● **Aim**
Repeat the listing below word for word, from the line with "target: wall light switch plate" up to and including the line with "POLYGON ((28 130, 52 151, 69 107, 28 130))".

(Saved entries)

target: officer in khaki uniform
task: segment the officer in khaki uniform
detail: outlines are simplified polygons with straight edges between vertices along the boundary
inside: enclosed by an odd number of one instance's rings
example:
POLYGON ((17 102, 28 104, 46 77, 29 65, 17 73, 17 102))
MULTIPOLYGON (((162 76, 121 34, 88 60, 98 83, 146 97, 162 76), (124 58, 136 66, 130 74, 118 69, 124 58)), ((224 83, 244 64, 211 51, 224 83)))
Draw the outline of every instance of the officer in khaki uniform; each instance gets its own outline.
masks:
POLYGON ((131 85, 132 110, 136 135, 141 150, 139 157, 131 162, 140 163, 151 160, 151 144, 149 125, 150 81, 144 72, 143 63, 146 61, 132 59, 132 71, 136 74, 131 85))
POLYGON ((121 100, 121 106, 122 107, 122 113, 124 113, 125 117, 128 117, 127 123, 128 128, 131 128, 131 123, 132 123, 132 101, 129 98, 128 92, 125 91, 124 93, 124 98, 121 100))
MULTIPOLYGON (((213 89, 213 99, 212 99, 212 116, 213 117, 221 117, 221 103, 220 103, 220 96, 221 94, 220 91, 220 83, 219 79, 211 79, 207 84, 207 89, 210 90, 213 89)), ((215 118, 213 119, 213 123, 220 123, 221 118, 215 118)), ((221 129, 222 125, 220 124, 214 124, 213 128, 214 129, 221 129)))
==
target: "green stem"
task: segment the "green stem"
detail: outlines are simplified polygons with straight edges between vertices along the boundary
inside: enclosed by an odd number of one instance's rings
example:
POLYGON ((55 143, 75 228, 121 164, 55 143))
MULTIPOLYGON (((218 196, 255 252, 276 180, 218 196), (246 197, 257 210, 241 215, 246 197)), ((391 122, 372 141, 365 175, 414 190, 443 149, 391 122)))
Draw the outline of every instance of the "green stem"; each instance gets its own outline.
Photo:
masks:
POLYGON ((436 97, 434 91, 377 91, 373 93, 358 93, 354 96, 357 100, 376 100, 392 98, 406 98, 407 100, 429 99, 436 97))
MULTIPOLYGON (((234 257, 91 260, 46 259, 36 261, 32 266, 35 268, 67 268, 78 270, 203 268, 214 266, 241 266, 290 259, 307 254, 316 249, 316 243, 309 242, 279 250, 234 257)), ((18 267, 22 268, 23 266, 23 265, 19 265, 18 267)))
--
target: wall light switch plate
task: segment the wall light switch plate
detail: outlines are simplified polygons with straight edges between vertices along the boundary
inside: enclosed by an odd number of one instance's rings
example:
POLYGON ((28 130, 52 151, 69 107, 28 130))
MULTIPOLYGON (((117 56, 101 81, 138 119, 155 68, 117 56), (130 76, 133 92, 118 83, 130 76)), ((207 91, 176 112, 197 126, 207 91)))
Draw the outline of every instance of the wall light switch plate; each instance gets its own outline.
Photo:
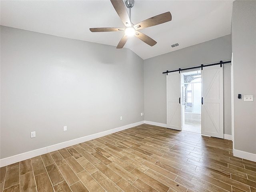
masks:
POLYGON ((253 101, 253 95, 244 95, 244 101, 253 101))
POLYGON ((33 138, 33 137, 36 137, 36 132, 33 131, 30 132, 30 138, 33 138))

● **Response to this exercise**
target: wall light switch plate
task: segment the wall light switch plate
detail: outlines are simplified polygons with straight edges between vertices along the boundary
inside: enclosed by an odd number of one instance's rings
example:
POLYGON ((28 130, 52 151, 69 107, 28 130))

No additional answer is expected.